— Exercise directions —
What lines in the records below include the word "fence"? Return each one.

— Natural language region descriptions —
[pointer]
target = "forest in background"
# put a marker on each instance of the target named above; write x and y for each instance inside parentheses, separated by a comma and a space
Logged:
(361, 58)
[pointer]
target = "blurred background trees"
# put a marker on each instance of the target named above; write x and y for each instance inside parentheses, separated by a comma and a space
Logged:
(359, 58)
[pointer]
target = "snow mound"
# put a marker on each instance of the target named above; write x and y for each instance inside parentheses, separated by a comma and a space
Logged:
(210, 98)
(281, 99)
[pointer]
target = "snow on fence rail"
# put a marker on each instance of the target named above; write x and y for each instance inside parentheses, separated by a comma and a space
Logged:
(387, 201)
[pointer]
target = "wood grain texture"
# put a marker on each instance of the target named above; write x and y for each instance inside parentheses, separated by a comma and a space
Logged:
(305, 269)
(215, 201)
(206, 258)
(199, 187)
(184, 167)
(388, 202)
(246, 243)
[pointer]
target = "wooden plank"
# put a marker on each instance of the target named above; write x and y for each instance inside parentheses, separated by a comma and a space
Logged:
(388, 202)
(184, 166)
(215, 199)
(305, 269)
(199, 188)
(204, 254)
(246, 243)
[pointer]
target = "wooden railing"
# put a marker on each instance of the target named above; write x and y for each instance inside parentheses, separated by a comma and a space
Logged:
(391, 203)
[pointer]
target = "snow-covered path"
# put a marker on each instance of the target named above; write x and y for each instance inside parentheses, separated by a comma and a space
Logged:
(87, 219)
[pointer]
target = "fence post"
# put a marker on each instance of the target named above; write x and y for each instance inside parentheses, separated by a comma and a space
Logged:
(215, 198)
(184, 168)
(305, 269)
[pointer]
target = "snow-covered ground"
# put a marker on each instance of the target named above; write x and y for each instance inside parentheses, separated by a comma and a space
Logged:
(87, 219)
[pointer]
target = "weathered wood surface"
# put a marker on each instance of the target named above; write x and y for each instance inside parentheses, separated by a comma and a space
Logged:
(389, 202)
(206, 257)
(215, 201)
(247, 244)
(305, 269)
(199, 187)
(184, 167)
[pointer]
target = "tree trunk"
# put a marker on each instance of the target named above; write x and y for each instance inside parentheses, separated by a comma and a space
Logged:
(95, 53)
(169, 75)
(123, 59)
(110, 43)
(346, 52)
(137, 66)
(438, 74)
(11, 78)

— Result of this task —
target = "snow on fence rail"
target = "fence post"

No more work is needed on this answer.